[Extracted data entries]
'''
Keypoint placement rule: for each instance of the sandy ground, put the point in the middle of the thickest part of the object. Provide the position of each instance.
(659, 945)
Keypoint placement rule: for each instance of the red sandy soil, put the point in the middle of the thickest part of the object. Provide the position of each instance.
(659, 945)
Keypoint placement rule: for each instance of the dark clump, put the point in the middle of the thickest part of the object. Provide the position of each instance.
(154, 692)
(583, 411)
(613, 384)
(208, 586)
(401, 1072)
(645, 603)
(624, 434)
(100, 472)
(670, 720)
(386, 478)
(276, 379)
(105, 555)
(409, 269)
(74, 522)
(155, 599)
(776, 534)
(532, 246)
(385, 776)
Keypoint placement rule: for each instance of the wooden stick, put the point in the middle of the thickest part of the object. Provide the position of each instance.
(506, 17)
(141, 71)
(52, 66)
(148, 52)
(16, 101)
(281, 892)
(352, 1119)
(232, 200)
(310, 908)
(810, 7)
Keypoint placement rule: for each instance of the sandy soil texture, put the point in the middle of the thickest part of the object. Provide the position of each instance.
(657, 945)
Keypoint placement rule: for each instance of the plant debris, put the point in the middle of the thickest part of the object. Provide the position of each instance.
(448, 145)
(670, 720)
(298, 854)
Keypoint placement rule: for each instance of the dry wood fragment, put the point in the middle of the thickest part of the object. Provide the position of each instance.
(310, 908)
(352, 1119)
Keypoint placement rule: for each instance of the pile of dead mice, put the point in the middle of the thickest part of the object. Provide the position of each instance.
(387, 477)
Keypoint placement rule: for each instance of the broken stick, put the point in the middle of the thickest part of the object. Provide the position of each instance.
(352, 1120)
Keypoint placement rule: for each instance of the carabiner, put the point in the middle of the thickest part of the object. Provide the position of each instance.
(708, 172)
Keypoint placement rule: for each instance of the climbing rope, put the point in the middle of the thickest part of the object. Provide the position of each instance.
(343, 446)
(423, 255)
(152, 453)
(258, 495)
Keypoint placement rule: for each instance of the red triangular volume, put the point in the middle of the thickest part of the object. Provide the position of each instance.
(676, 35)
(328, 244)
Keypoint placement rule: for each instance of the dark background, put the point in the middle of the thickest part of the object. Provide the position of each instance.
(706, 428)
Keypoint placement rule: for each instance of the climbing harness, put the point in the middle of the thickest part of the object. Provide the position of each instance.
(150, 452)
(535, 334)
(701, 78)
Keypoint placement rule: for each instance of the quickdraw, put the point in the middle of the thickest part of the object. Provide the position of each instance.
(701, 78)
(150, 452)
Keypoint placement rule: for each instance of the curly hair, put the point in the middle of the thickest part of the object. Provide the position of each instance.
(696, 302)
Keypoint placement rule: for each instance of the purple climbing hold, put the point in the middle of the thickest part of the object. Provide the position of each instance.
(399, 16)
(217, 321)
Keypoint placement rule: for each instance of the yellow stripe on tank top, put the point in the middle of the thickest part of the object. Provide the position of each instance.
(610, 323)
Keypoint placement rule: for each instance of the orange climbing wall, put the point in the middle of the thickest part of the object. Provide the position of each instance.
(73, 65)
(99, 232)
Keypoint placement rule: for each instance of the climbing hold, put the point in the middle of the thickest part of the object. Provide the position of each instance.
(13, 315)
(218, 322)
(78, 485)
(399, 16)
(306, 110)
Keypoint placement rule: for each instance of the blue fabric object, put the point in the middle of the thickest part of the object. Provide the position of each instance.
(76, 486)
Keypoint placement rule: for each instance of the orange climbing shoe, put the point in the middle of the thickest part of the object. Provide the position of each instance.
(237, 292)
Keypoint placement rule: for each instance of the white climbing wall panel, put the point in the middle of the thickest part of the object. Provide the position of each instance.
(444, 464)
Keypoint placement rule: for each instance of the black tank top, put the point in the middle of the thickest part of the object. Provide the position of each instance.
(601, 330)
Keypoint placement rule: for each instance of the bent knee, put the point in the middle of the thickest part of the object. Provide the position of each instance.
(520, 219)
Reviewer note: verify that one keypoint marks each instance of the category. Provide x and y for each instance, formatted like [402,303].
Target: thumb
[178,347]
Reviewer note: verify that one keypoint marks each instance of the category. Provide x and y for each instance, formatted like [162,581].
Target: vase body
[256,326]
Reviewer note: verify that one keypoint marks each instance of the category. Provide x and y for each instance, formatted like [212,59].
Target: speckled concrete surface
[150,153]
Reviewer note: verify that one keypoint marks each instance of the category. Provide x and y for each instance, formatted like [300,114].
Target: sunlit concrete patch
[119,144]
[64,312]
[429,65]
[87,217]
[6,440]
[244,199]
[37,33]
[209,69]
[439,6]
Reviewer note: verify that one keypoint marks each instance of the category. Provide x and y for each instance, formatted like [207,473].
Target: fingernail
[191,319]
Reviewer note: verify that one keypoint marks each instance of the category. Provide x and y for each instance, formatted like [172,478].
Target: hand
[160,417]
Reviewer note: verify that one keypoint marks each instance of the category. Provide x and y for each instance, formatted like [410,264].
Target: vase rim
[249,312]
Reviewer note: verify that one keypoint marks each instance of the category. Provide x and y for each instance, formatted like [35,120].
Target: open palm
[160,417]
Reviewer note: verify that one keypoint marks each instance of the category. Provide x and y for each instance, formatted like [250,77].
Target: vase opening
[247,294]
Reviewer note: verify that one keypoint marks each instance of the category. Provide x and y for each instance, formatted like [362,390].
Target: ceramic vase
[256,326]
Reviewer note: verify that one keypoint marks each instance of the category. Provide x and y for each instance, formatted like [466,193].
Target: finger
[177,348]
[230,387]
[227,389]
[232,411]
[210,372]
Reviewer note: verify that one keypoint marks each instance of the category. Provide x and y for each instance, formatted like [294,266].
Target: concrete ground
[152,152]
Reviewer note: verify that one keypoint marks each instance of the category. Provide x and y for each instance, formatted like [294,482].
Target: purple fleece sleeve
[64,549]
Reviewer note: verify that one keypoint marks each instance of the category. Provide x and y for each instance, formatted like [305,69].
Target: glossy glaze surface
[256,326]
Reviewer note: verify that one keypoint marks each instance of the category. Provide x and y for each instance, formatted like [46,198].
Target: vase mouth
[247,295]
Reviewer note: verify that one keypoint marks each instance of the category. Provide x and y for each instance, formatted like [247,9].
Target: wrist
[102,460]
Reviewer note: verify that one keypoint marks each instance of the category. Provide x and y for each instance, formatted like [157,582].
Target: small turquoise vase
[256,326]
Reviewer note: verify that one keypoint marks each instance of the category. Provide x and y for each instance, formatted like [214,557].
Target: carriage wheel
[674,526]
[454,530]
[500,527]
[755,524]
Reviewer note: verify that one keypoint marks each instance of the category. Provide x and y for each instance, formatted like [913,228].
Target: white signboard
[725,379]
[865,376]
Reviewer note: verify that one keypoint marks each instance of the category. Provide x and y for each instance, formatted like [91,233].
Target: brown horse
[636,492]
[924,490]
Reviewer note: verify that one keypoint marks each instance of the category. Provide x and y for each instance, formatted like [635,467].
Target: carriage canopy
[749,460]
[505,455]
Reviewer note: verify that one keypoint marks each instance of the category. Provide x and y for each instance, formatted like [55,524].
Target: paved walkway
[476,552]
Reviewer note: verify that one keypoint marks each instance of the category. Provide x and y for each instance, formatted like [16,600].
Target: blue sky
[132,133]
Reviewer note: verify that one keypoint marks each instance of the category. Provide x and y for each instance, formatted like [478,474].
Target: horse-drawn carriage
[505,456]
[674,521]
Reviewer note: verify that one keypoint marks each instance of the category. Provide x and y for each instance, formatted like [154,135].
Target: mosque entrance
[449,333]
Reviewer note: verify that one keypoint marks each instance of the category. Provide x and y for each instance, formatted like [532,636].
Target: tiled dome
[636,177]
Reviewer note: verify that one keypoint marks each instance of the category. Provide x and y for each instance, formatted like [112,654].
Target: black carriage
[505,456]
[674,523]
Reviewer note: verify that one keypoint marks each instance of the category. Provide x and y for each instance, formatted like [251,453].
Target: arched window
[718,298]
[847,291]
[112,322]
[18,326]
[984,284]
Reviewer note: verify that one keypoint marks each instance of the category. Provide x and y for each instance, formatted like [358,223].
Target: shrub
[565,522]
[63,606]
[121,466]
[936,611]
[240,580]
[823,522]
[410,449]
'''
- _Task details_
Reproduce, character for character, only the lines of the preceding data that start at the line with "the climbing hold, put" and end at the line with "formatted like [207,473].", both included.

- _Exercise solution_
Keypoint placement rule: for each instance of the climbing hold, put the point in the middle of the thickest part of the object. Provide the position of each instance.
(13, 315)
(218, 322)
(78, 485)
(399, 16)
(306, 110)
Keypoint placement rule: for each instance of the blue fabric object, put the point in the middle of the thickest part of the object. Provide the position of each instance.
(76, 486)
Keypoint placement rule: for each instance of the orange climbing shoe, put the point in the middle of the thickest part of the object. Provide the position of each instance.
(237, 292)
Keypoint placement rule: for each instance of the white climbing wall panel, put the point in the middle of the thickest part of the object. Provide the position of each instance.
(444, 464)
Keypoint placement rule: for each instance of the black tank top, put the point in the middle of the thickest part of the object. Provide the position of each instance.
(601, 330)
Keypoint placement rule: for each instance of the bent knee, put the point in the middle of the thickest part of the object. Provide the position of each instance.
(520, 219)
Reviewer note: verify that one keypoint marks each instance of the category. Provide x and y for each instance, formatted like [402,303].
Target: thumb
[178,347]
Reviewer note: verify that one keypoint marks each instance of the category. Provide x and y for each instance, formatted like [162,581].
Target: vase body
[256,326]
Reviewer note: verify that one keypoint marks each instance of the category. Provide x and y for each instance, formatted like [212,59].
Target: speckled concrete surface
[150,153]
Reviewer note: verify that one keypoint marks each instance of the category. Provide x and y for each instance, formatted like [300,114].
Target: sunlit concrete patch
[119,144]
[64,312]
[429,65]
[87,217]
[6,440]
[244,199]
[37,33]
[209,69]
[439,6]
Reviewer note: verify that one keypoint marks each instance of the category. Provide x and y for each instance, formatted like [207,473].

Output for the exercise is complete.